▸ **EXERCISE DIRECTIONS**: Find the line with "Target: blue sky" in the entries below. Repeat it, every following line, and the line with "Sample output: point(151, 12)", exactly and with nothing added.

▸ **RECORDS PROVIDED**:
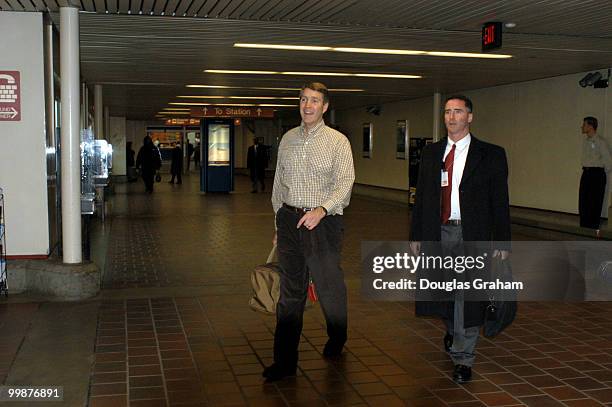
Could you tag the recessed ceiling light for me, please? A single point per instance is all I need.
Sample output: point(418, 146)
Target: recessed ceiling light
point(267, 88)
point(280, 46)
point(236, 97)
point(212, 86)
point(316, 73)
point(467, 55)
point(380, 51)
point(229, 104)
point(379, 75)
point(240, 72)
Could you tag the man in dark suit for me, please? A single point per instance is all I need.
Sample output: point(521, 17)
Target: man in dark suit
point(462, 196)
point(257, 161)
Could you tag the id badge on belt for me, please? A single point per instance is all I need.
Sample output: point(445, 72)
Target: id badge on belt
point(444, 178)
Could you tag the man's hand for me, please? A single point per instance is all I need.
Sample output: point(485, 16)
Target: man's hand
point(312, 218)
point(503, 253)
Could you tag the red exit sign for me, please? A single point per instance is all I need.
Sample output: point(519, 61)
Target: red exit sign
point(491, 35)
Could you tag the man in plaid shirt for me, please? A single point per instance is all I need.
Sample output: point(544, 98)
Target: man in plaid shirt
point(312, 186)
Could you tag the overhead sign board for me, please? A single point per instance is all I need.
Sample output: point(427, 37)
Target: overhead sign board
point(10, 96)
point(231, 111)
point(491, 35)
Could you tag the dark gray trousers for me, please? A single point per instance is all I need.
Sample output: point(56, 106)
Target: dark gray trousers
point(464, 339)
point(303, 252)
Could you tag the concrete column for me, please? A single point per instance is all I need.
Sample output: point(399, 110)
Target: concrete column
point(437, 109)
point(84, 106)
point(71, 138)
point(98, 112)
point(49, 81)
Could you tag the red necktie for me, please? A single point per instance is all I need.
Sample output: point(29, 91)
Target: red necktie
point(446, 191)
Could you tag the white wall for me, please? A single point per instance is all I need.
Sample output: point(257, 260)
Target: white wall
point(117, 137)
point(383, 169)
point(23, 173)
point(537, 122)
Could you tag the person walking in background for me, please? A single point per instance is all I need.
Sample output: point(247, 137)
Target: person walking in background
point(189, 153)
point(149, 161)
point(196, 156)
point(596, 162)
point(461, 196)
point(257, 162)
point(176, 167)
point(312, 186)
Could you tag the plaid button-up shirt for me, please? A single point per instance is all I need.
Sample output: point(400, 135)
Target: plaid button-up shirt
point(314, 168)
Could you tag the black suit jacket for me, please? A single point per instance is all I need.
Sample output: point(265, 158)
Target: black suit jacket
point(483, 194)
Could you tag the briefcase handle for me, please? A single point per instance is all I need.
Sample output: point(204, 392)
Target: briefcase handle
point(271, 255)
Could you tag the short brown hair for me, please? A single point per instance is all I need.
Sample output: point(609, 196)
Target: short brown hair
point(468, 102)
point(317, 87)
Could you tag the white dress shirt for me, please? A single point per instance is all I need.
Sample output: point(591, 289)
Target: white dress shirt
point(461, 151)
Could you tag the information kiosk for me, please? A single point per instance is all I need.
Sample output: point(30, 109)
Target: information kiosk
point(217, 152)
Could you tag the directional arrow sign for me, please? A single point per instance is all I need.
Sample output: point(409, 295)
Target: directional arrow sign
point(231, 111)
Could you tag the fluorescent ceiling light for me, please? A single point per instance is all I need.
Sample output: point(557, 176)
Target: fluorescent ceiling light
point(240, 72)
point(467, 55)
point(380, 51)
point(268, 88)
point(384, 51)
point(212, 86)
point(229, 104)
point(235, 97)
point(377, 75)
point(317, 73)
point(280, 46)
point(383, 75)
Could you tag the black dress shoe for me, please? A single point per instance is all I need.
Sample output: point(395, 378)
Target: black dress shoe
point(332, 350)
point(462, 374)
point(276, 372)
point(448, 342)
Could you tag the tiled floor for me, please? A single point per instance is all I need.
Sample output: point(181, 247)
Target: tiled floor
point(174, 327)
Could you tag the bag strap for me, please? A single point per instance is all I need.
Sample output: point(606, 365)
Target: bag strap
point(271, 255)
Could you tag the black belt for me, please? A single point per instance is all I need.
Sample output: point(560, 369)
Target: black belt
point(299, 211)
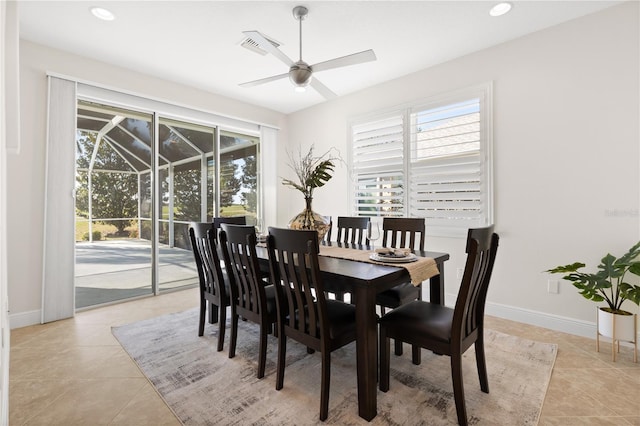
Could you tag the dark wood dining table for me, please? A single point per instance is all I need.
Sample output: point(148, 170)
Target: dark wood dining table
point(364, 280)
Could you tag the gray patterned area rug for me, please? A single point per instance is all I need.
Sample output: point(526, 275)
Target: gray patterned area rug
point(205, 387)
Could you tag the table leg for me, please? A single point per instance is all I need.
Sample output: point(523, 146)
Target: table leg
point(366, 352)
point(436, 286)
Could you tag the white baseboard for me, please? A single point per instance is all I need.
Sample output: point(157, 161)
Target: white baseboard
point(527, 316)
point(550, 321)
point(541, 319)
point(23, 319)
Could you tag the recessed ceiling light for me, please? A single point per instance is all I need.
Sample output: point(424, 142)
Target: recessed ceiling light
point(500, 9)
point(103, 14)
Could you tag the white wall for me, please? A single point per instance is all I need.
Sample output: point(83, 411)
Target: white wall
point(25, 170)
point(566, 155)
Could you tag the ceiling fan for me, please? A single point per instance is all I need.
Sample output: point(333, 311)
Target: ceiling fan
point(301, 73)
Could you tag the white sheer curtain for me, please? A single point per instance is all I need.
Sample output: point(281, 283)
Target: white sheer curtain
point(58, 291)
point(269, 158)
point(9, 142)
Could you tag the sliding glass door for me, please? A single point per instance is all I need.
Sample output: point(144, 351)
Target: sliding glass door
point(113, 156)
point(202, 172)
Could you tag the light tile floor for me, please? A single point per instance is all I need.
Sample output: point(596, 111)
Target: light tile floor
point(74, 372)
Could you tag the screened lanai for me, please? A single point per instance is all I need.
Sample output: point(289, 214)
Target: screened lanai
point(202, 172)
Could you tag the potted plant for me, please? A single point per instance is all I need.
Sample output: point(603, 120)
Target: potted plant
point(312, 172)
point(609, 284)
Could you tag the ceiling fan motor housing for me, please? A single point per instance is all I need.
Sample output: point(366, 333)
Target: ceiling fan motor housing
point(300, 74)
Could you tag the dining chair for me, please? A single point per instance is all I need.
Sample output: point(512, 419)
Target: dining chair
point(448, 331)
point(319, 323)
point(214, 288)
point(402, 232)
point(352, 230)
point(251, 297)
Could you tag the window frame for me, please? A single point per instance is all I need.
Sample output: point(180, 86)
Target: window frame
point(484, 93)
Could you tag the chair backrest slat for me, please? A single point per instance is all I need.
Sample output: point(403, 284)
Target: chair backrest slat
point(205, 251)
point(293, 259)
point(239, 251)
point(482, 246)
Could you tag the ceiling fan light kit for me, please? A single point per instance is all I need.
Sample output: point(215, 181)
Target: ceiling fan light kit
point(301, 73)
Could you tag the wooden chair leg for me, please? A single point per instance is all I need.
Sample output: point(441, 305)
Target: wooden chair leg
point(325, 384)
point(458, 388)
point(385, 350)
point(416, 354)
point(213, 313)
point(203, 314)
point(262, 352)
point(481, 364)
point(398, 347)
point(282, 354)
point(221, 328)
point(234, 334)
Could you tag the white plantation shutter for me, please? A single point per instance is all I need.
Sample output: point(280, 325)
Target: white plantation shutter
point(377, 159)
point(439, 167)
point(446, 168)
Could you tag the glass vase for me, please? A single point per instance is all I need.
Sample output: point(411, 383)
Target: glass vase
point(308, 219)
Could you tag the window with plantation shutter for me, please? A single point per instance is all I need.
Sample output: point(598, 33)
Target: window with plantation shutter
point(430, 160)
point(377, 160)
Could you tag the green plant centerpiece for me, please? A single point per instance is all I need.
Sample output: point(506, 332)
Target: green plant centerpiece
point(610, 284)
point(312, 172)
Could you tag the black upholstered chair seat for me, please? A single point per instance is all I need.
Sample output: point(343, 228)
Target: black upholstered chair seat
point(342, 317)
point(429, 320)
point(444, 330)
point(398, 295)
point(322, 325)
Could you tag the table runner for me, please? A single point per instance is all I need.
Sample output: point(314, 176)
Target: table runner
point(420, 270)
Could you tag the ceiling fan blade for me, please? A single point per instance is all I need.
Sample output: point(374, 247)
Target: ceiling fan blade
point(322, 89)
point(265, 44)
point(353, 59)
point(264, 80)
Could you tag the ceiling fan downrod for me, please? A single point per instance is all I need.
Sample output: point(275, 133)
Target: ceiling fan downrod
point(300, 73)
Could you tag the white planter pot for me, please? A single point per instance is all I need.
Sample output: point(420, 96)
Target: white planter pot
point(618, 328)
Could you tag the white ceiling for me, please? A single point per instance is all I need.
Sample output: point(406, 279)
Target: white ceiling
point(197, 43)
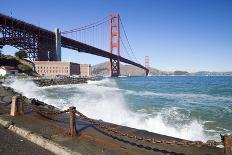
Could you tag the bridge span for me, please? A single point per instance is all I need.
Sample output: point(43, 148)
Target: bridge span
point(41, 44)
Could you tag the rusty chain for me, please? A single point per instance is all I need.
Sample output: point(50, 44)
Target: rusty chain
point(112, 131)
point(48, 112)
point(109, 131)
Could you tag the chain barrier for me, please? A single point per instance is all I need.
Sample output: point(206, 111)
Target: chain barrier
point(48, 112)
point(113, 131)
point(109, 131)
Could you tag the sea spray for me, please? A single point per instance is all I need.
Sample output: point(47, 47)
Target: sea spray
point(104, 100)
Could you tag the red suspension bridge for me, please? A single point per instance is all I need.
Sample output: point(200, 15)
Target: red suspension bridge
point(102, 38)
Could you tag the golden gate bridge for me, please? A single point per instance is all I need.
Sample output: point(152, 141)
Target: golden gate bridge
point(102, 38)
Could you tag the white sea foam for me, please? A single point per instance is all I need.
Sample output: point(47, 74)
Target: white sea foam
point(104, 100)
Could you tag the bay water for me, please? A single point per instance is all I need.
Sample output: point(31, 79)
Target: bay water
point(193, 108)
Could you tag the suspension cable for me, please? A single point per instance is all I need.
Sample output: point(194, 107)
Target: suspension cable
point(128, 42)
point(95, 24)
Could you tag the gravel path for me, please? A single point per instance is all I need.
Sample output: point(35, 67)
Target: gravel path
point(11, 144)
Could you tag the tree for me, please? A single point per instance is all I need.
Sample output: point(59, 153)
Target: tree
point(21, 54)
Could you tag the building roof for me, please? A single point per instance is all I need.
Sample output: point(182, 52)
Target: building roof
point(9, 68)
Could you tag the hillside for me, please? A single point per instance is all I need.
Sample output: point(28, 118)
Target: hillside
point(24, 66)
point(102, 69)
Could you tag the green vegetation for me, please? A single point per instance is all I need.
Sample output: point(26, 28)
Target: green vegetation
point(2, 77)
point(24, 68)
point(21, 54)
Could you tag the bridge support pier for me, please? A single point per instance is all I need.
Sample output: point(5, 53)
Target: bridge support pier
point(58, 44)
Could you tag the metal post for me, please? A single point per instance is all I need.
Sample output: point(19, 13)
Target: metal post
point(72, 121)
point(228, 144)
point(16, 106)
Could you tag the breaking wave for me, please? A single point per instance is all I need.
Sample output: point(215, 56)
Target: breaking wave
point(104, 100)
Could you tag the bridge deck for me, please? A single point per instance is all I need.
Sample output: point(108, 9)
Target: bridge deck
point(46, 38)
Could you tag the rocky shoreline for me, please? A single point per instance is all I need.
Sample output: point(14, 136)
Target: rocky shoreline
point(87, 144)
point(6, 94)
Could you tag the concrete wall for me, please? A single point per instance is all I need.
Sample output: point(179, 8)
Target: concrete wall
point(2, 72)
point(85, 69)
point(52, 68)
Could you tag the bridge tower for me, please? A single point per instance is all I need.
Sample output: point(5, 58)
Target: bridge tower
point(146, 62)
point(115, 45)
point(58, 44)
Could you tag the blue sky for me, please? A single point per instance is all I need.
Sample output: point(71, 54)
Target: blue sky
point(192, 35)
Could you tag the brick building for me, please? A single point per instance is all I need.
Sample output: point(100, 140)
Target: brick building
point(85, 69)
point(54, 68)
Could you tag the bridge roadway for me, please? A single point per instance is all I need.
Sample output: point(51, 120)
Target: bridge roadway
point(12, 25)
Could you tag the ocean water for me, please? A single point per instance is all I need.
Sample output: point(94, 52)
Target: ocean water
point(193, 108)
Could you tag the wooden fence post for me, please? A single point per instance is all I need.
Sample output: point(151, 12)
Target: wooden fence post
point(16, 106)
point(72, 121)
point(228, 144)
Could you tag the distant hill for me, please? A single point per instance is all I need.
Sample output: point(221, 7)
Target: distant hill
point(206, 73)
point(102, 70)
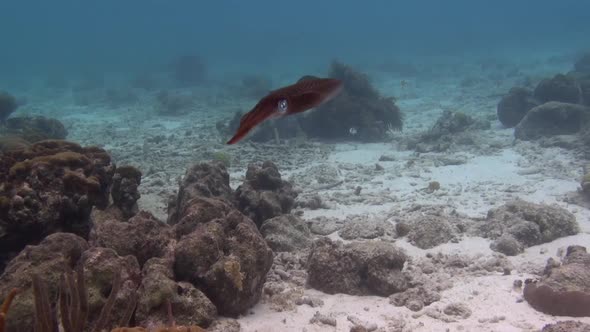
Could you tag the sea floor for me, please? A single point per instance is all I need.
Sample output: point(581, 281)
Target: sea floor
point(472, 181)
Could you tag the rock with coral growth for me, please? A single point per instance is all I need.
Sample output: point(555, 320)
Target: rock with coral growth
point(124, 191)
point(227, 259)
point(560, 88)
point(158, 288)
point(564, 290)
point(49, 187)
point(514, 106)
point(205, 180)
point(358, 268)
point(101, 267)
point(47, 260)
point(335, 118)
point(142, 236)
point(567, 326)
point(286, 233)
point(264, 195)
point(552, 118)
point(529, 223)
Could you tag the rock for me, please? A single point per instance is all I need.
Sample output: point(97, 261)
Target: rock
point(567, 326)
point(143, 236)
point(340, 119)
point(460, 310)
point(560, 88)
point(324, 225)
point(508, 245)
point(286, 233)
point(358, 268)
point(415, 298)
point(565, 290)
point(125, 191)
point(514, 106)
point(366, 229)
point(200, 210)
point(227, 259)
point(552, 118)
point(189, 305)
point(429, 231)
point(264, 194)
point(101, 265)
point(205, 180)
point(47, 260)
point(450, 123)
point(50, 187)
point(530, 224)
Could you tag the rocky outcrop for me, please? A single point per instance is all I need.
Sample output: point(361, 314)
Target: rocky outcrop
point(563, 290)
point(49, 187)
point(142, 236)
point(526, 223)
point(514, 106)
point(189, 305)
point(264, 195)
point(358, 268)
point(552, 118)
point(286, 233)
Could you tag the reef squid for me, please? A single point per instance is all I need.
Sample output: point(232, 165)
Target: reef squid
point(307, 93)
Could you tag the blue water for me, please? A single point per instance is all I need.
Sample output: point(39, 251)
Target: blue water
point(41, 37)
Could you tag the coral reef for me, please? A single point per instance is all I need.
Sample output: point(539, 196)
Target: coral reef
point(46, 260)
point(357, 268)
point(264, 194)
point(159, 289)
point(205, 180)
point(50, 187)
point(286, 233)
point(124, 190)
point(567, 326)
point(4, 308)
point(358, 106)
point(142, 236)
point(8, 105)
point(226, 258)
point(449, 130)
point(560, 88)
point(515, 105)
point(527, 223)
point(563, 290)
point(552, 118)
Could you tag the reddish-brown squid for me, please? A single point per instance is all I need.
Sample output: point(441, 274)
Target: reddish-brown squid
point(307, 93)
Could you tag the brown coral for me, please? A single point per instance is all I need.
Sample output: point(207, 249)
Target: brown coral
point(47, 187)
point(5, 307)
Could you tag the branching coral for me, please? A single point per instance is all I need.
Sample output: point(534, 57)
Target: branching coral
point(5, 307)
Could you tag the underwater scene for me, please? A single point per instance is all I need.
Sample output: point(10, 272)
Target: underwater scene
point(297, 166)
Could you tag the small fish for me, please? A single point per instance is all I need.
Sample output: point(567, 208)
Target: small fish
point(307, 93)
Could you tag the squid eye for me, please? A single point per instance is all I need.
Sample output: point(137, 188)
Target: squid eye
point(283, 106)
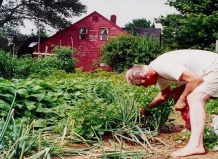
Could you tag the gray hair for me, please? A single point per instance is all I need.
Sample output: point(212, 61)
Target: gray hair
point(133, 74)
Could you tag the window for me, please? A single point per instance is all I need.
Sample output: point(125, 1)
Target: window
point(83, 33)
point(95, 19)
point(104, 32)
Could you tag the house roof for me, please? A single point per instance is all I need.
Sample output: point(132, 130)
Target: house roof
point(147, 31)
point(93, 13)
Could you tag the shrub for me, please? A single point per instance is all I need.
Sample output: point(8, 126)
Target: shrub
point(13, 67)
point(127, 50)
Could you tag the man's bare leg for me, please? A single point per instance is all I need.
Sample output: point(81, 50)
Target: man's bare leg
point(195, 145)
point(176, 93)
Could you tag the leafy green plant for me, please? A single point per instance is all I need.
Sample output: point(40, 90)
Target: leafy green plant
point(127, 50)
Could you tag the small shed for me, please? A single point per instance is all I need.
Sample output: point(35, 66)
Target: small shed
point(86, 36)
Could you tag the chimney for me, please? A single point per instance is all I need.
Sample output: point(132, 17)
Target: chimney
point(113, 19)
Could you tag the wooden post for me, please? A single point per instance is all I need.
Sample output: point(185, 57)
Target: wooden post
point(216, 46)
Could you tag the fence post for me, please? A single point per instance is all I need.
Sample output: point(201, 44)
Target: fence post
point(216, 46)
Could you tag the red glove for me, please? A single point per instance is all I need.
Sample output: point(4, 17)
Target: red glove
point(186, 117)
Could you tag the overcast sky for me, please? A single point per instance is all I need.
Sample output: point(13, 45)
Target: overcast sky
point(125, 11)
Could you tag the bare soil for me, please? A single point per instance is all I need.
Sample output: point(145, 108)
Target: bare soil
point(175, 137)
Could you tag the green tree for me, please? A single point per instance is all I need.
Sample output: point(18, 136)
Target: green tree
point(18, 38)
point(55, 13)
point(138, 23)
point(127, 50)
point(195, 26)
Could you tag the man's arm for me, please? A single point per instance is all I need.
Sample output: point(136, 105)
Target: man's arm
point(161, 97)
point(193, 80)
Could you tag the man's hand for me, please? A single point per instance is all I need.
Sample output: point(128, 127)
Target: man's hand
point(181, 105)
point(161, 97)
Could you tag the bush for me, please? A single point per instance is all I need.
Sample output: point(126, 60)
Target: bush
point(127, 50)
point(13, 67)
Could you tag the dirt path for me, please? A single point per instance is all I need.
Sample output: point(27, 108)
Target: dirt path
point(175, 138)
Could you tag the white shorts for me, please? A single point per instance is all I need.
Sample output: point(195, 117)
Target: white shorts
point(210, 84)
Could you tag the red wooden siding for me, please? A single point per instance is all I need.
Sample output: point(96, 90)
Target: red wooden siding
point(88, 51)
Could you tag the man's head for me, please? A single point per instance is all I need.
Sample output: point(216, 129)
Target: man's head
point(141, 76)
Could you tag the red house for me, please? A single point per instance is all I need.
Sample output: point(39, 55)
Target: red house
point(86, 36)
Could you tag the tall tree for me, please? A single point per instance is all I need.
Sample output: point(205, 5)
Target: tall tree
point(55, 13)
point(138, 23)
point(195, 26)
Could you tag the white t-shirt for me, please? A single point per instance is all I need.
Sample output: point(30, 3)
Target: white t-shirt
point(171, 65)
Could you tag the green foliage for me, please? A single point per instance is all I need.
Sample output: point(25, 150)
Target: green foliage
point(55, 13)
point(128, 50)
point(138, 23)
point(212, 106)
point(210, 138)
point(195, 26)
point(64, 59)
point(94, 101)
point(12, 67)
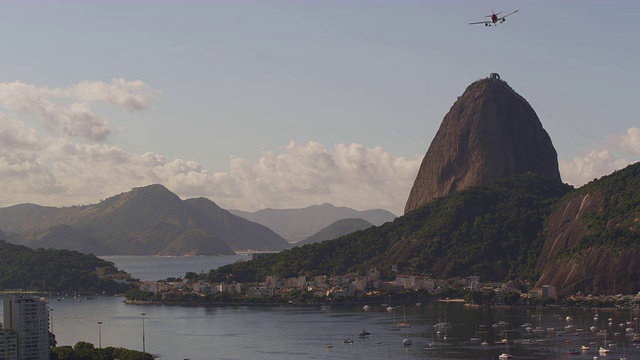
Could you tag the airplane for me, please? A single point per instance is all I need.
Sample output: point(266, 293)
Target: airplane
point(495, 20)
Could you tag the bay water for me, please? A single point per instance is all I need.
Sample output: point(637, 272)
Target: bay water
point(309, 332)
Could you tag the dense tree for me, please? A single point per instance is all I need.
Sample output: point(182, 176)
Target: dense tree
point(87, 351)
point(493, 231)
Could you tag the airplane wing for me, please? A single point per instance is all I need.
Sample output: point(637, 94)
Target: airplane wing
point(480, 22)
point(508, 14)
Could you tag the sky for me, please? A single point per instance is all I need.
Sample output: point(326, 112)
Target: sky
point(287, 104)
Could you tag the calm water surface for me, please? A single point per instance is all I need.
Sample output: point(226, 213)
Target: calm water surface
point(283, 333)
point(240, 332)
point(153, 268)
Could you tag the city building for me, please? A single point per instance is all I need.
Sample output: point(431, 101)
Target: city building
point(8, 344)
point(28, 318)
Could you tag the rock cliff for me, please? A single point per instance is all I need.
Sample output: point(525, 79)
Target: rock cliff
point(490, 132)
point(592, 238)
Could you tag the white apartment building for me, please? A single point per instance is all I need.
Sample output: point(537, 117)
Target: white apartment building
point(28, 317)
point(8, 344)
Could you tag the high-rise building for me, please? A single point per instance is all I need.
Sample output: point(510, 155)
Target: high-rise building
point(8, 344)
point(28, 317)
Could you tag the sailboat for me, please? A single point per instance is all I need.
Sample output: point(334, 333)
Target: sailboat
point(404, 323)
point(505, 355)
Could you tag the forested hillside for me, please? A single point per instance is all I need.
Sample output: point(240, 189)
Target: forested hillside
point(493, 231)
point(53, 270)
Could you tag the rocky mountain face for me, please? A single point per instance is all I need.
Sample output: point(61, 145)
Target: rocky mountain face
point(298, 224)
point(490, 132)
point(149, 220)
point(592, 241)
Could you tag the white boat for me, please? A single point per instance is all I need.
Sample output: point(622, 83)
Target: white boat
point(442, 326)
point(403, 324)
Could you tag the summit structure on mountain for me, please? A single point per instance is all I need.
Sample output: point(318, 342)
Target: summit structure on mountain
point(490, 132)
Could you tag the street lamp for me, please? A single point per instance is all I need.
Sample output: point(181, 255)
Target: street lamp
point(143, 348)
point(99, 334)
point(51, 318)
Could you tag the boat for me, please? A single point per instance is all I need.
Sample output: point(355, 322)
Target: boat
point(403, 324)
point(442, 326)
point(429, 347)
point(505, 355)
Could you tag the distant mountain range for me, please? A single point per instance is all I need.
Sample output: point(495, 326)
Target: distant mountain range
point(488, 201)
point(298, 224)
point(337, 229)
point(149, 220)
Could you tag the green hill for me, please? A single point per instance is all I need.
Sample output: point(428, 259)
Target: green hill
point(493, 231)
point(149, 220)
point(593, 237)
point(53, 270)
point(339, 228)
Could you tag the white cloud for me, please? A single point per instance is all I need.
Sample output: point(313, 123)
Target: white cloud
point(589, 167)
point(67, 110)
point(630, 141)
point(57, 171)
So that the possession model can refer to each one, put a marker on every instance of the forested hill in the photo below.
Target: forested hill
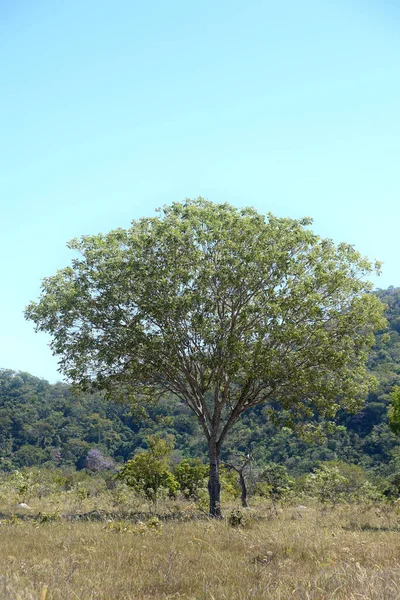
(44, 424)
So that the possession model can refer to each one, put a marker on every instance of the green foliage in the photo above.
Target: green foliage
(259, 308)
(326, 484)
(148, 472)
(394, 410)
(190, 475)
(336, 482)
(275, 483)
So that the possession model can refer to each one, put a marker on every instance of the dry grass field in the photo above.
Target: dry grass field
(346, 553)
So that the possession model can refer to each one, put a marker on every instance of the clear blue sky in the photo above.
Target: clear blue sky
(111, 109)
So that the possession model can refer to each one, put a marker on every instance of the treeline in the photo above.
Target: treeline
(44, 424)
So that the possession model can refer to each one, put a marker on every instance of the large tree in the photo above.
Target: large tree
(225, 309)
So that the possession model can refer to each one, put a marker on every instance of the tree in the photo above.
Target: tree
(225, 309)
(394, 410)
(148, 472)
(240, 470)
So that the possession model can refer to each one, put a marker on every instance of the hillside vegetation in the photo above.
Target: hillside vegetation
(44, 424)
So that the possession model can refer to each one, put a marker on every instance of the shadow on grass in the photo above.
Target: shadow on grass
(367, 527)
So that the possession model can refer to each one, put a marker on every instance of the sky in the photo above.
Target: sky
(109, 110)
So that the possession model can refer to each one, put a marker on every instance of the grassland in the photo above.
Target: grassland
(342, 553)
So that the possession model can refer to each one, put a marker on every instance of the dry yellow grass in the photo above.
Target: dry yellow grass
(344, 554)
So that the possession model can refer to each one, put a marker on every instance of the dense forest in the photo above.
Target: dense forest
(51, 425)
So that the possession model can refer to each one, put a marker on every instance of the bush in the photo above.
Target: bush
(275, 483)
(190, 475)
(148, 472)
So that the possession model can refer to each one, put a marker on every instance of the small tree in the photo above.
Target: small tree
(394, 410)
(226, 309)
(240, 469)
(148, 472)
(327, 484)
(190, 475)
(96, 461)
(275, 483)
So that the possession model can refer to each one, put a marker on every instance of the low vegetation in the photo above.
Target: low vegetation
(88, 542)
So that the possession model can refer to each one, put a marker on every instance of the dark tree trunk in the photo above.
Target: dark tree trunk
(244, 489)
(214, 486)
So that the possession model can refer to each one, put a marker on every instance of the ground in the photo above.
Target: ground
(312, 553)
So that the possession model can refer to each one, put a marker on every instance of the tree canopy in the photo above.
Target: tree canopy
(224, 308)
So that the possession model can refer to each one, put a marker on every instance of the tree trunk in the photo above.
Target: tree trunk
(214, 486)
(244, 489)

▸ **EXPECTED OUTPUT**:
Target: blue sky
point(192, 35)
Could you tag the brick building for me, please? A single point per instance is all I need.
Sample output: point(100, 140)
Target: brick building
point(85, 69)
point(54, 68)
Could you tag the bridge roadway for me, please? A single point per instance is all I need.
Sample output: point(51, 120)
Target: bridge roadway
point(12, 25)
Could you tag the ocean water for me, please? A single point per instance is all I need.
Sample output: point(94, 52)
Target: ocean water
point(193, 108)
Could you tag the wooden fence post for me, please? A single point per instance is all I need.
Sample output: point(151, 12)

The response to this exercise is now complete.